Seção do documento:
· · · · ·

Por Sheila Sacks
Publicado no "Observatório da Imprensa"
“Os
inteligentes sempre facilitaram as coisas para os bárbaros” (Theodor W. Adorno, filósofo)
Na série
de TV Good Wife, ambientada nos
tribunais de Chicago, uma das magistradas possui determinada característica que
desarma os bacharéis que recorrem à sua jurisdição. Dependendo do viés
interpretativo adotado pelos advogados de defesa e de acusação em relação ao
tema em julgamento, a juíza interrompe a argumentação com o bordão “na sua
opinião”, sinalizando aos contendores e aos membros do júri que o raciocínio
expresso pelo profissional em questão representa um ponto de vista pessoal e
não necessariamente uma visão verdadeira ou correta dos fatos em exame.
Diferente
dos tribunais, cujos parâmetros legais dificultam e restringem eventuais
manipulações na construção de um raciocínio, a imprensa é um campo aberto a
observações pessoais especulativas pela própria natureza de seu serviço voltado
à livre difusão da informação e por extensão ao livre exercício da opinião. Ainda que o comentário afronte conceitos éticos e apresente visões
distorcidas da realidade, o jornal lhe confere visibilidade e, essencialmente,
o crédito da confiabilidade. O historiador americano Christopher Lash
(1932-1994), crítico dos processos de disseminação da informação no mundo
globalizado, teve essa percepção ao enunciar em seu livro “Cultura do
Narcisismo” (de 1979), que “para algo ser aceito como real, basta que apareça
como crível ou plausível, ou como oferecido por alguém confiável”.

· · · · ·

Conjunto de linhas:

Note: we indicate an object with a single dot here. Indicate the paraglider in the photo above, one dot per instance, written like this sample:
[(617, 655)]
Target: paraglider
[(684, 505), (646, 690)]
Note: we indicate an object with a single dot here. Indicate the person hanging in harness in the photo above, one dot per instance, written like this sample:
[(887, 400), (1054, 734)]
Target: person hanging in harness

· · · · ·

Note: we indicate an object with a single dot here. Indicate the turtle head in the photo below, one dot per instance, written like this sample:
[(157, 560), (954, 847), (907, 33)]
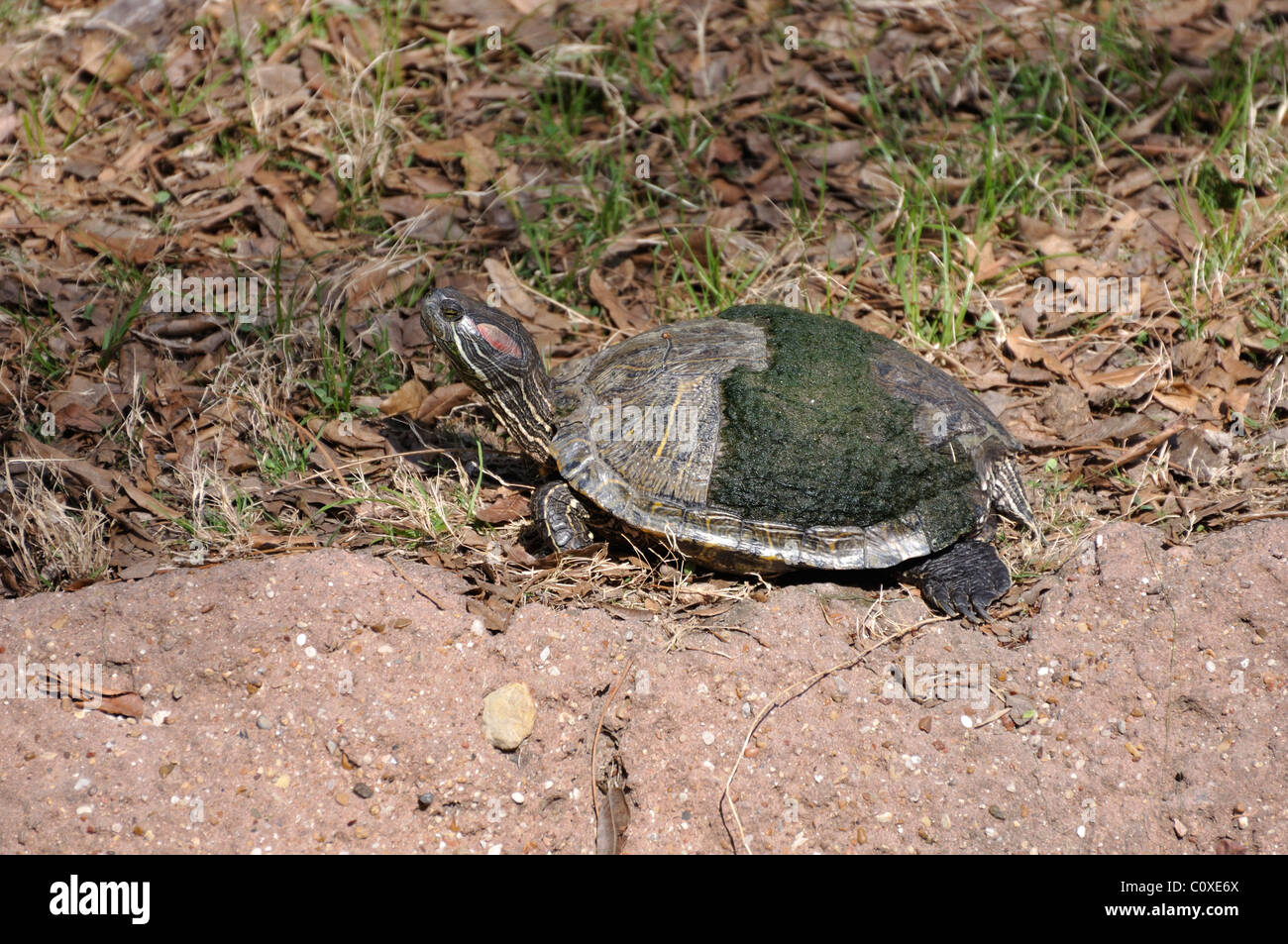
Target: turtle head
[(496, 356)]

· · · · ·

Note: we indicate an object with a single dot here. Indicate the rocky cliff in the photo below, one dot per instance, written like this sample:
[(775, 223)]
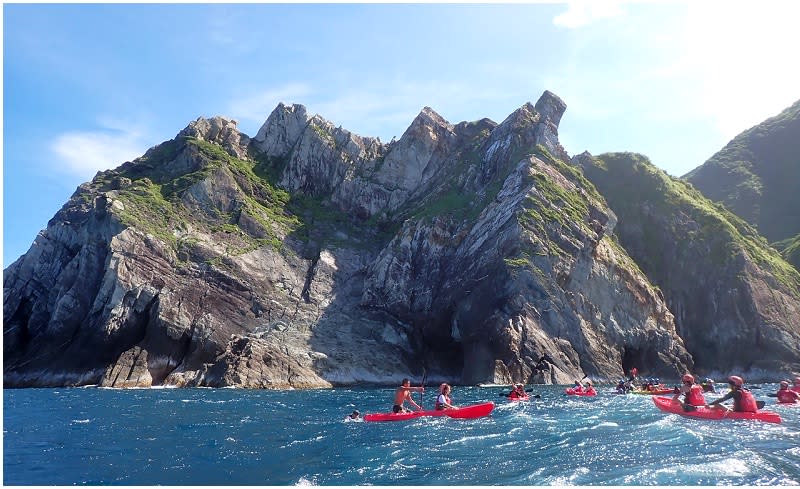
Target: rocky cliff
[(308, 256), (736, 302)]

· · · · ·

Atividades propostas:
(1) Segundo a seção do documento, em que cidade ficam os tribunais onde se passa a série Good Wife?
(2) Edite a seção do documento reescrevendo o trecho que começa em "Por Sheila Sacks" e termina em "fatos em exame.", com "refrão" no lugar de "bordão".

Respostas por atividade:
(1) Em Chicago.

(2)
Por Sheila Sacks
Publicado no "Observatório da Imprensa"
“Os
inteligentes sempre facilitaram as coisas para os bárbaros” (Theodor W. Adorno, filósofo)
Na série
de TV Good Wife, ambientada nos
tribunais de Chicago, uma das magistradas possui determinada característica que
desarma os bacharéis que recorrem à sua jurisdição. Dependendo do viés
interpretativo adotado pelos advogados de defesa e de acusação em relação ao
tema em julgamento, a juíza interrompe a argumentação com o refrão “na sua
opinião”, sinalizando aos contendores e aos membros do júri que o raciocínio
expresso pelo profissional em questão representa um ponto de vista pessoal e
não necessariamente uma visão verdadeira ou correta dos fatos em exame.